◆ **WHAT IS REQUIRED**
Across these entries, count the lines holding the string "negative"; the number is the whole answer.

◆ **Data items**
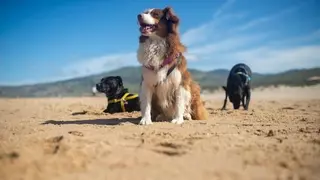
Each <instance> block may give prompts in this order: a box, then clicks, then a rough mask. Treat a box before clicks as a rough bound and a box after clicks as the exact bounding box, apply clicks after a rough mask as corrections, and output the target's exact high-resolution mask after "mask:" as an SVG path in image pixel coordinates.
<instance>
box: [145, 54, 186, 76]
mask: <svg viewBox="0 0 320 180" xmlns="http://www.w3.org/2000/svg"><path fill="white" fill-rule="evenodd" d="M181 54H182V53H177V54H176V55H175V56H174V57H173V58H170V57H168V58H167V59H165V60H164V61H163V62H162V64H161V65H160V68H159V69H158V71H159V70H160V69H162V68H163V67H164V66H166V65H168V64H170V63H172V61H173V60H174V59H176V58H179V59H178V61H177V62H176V63H175V64H174V65H173V66H172V67H171V68H170V69H169V70H168V72H167V76H169V75H170V73H171V72H172V71H173V70H174V68H176V67H177V65H178V64H179V63H180V61H181V58H180V57H181ZM144 67H145V68H147V69H149V70H152V71H156V69H155V67H154V66H144Z"/></svg>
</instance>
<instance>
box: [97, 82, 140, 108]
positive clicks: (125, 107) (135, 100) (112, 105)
mask: <svg viewBox="0 0 320 180" xmlns="http://www.w3.org/2000/svg"><path fill="white" fill-rule="evenodd" d="M96 89H97V91H99V92H101V93H105V95H106V97H107V98H108V107H107V109H105V110H104V111H103V112H105V113H117V112H132V111H140V100H139V97H138V95H137V94H131V93H128V89H126V88H124V87H123V83H122V78H121V77H120V76H108V77H105V78H102V79H101V81H100V83H98V84H96Z"/></svg>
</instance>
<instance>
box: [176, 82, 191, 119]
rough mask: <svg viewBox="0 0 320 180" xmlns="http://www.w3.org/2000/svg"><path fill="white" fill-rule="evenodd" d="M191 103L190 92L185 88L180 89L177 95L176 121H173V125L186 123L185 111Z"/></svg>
mask: <svg viewBox="0 0 320 180" xmlns="http://www.w3.org/2000/svg"><path fill="white" fill-rule="evenodd" d="M190 101H191V94H190V92H189V91H187V90H186V89H184V87H180V88H179V89H178V91H177V94H176V107H175V108H176V113H175V117H174V119H173V120H172V121H171V122H172V123H174V124H182V123H183V122H184V115H185V110H186V107H187V104H188V103H190Z"/></svg>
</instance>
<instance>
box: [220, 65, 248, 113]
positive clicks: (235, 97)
mask: <svg viewBox="0 0 320 180" xmlns="http://www.w3.org/2000/svg"><path fill="white" fill-rule="evenodd" d="M251 76H252V72H251V69H250V68H249V66H247V65H246V64H243V63H239V64H236V65H234V66H233V67H232V69H231V70H230V73H229V76H228V80H227V87H225V86H222V87H223V89H224V90H225V92H226V97H225V100H224V104H223V107H222V110H225V109H226V104H227V98H228V96H229V100H230V102H231V103H232V104H233V108H234V109H239V107H240V103H241V102H242V105H243V107H244V109H245V110H248V108H249V103H250V98H251ZM245 98H246V100H245Z"/></svg>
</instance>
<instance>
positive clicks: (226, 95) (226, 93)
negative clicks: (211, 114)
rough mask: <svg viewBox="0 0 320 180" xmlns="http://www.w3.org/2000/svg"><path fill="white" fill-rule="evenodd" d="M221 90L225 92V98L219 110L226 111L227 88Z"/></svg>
mask: <svg viewBox="0 0 320 180" xmlns="http://www.w3.org/2000/svg"><path fill="white" fill-rule="evenodd" d="M222 88H223V89H224V91H225V92H226V97H225V99H224V103H223V107H222V108H221V110H226V105H227V99H228V93H227V88H226V87H225V86H222Z"/></svg>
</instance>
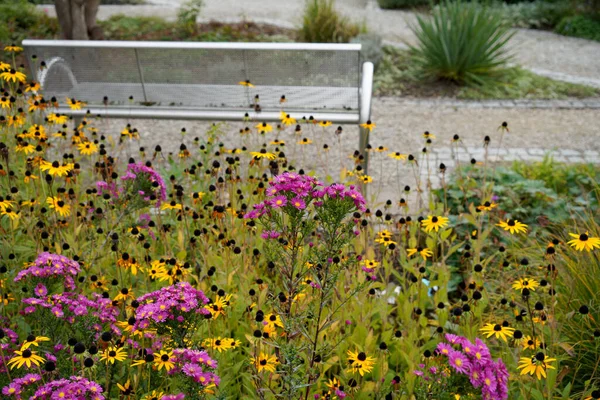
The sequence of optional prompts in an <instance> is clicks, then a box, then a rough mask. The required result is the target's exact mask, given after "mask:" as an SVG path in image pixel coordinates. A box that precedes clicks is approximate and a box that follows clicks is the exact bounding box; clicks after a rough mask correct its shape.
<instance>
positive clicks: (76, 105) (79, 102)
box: [67, 97, 86, 110]
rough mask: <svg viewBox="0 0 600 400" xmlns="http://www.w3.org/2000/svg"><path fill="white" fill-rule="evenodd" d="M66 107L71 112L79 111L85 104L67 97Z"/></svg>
mask: <svg viewBox="0 0 600 400" xmlns="http://www.w3.org/2000/svg"><path fill="white" fill-rule="evenodd" d="M67 105H68V106H69V108H70V109H71V110H81V107H83V106H85V105H86V103H85V102H83V101H81V100H76V99H72V98H70V97H67Z"/></svg>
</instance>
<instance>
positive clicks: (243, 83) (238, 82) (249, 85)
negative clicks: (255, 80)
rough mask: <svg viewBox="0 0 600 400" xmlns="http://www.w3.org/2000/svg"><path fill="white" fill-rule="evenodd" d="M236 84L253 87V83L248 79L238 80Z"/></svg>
mask: <svg viewBox="0 0 600 400" xmlns="http://www.w3.org/2000/svg"><path fill="white" fill-rule="evenodd" d="M238 85H242V86H246V87H254V85H253V84H251V83H250V81H249V80H248V79H246V80H245V81H239V82H238Z"/></svg>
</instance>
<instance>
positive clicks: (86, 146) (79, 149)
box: [77, 142, 98, 156]
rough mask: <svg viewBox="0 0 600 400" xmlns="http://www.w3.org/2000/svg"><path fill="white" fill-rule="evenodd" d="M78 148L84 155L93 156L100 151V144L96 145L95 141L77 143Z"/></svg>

◆ **ANSWER FOR THIS EXERCISE**
2